**EXERCICE ÉCRIT A**
Reproduisez fidèlement un passage de la critique du livre « Les doux », en commençant aux mots « Des regards baissés » et en vous arrêtant après « frère en humanité. ».

**EXTRAIT DE PAGE**
....

Les doux Anguel Igov Traduit du bulgare par Marie Vrinat-Nikolov Éditions Intervalles

 

D’une langue douce, à l’instar d’une mélopée, « Les doux » est un pan de l’Histoire bulgare, durant le coup d’État communiste du 9 septembre 1944.

On pourrait imaginer des scènes en noir et blanc. Des ombres furtives dans les angles des rues. Des rideaux qui s’élèvent subrepticement lorsque les hommes et femmes frôlent les murs lourds de stigmates.

Des regards baissés et le poids lourd d’une vengeance aux abois.

Mais le récit est dans une sphère sentimentale, de reproches et de doutes. Une mise en abîme vertigineuse qui happe et donne à comprendre ce qui fut réellement de la Bulgarie ployée sous les affres.

La perte d’estime du prochain, hier son voisin, son ami, l’autre que l’on savait être un frère en humanité.

Les trahisons sont des murailles sur les consciences.

« Les doux » est un chant triste et tumultueux. La narration apaise les craintes et l’heure de l’expiation. Reformuler ce nouveau régime politique, sa terreur et ses méprises. « L’homme est un loup pour l’homme » selon Hobbes. La choralité est une corne de brume dans le flou d’un brouillard opaque.

Il est ici. L’homme du livre. Le poète, mélancolique et romantique. Dans une marginalité des silences et d’un évènementiel qui va l’agripper immanquablement.

Les ratures sur son éthique de vie. Emil Strezov, prolétaire, pauvre et atypique, va être cet autre : le juge. Subrepticement, il va devenir suiveur. La délation à l’instar d’une rédemption pour le peuple. Piégé quelque peu, pétri d’épreuves mentales, il va dénoncer, arrêter, forger au nom du peuple, la bannière qui élèvera cet autre monde, soudainement virginal des traîtres.

....

**ENREGISTREMENTS FOURNIS**
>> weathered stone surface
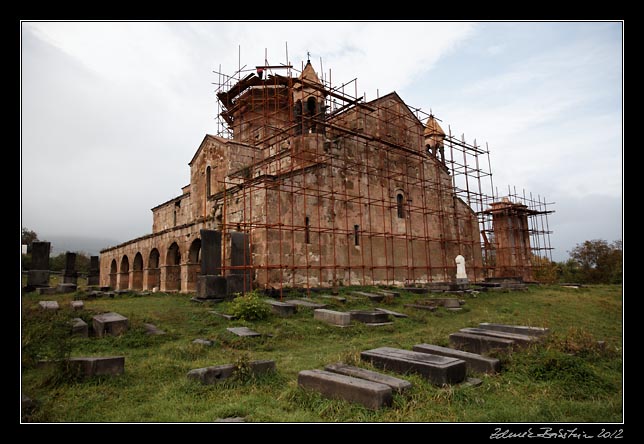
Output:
[449,332,514,354]
[226,327,261,337]
[413,344,501,373]
[349,310,389,324]
[38,301,59,310]
[324,362,412,392]
[405,304,436,311]
[286,299,327,308]
[199,230,221,276]
[187,360,275,385]
[360,347,466,385]
[374,307,409,318]
[479,322,550,336]
[297,370,393,410]
[69,356,125,376]
[459,327,538,346]
[313,308,351,327]
[197,274,228,299]
[92,312,130,338]
[208,311,237,321]
[266,299,297,316]
[351,291,385,302]
[143,324,165,335]
[71,318,89,338]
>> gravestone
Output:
[87,256,101,286]
[226,231,251,295]
[27,242,51,289]
[197,230,228,299]
[62,251,78,285]
[92,312,129,338]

....

**EXERCICE ÉCRIT B**
Transformez toutes les lignes des enregistrements en un tableau Markdown à deux colonnes, « n » pour le numéro de ligne et « Ligne » pour son texte, en omettant les lignes vides et les images.

**SOLUTION ÉCRITE A**
Des regards baissés et le poids lourd d’une vengeance aux abois.

Mais le récit est dans une sphère sentimentale, de reproches et de doutes. Une mise en abîme vertigineuse qui happe et donne à comprendre ce qui fut réellement de la Bulgarie ployée sous les affres.

La perte d’estime du prochain, hier son voisin, son ami, l’autre que l’on savait être un frère en humanité.

**SOLUTION ÉCRITE B**
| n | Ligne |
|---|---|
| 1 | >> weathered stone surface |
| 2 | Output: |
| 3 | [449,332,514,354] |
| 4 | [226,327,261,337] |
| 5 | [413,344,501,373] |
| 6 | [349,310,389,324] |
| 7 | [38,301,59,310] |
| 8 | [324,362,412,392] |
| 9 | [405,304,436,311] |
| 10 | [286,299,327,308] |
| 11 | [199,230,221,276] |
| 12 | [187,360,275,385] |
| 13 | [360,347,466,385] |
| 14 | [374,307,409,318] |
| 15 | [479,322,550,336] |
| 16 | [297,370,393,410] |
| 17 | [69,356,125,376] |
| 18 | [459,327,538,346] |
| 19 | [313,308,351,327] |
| 20 | [197,274,228,299] |
| 21 | [92,312,130,338] |
| 22 | [208,311,237,321] |
| 23 | [266,299,297,316] |
| 24 | [351,291,385,302] |
| 25 | [143,324,165,335] |
| 26 | [71,318,89,338] |
| 27 | >> gravestone |
| 28 | Output: |
| 29 | [87,256,101,286] |
| 30 | [226,231,251,295] |
| 31 | [27,242,51,289] |
| 32 | [197,230,228,299] |
| 33 | [62,251,78,285] |
| 34 | [92,312,129,338] |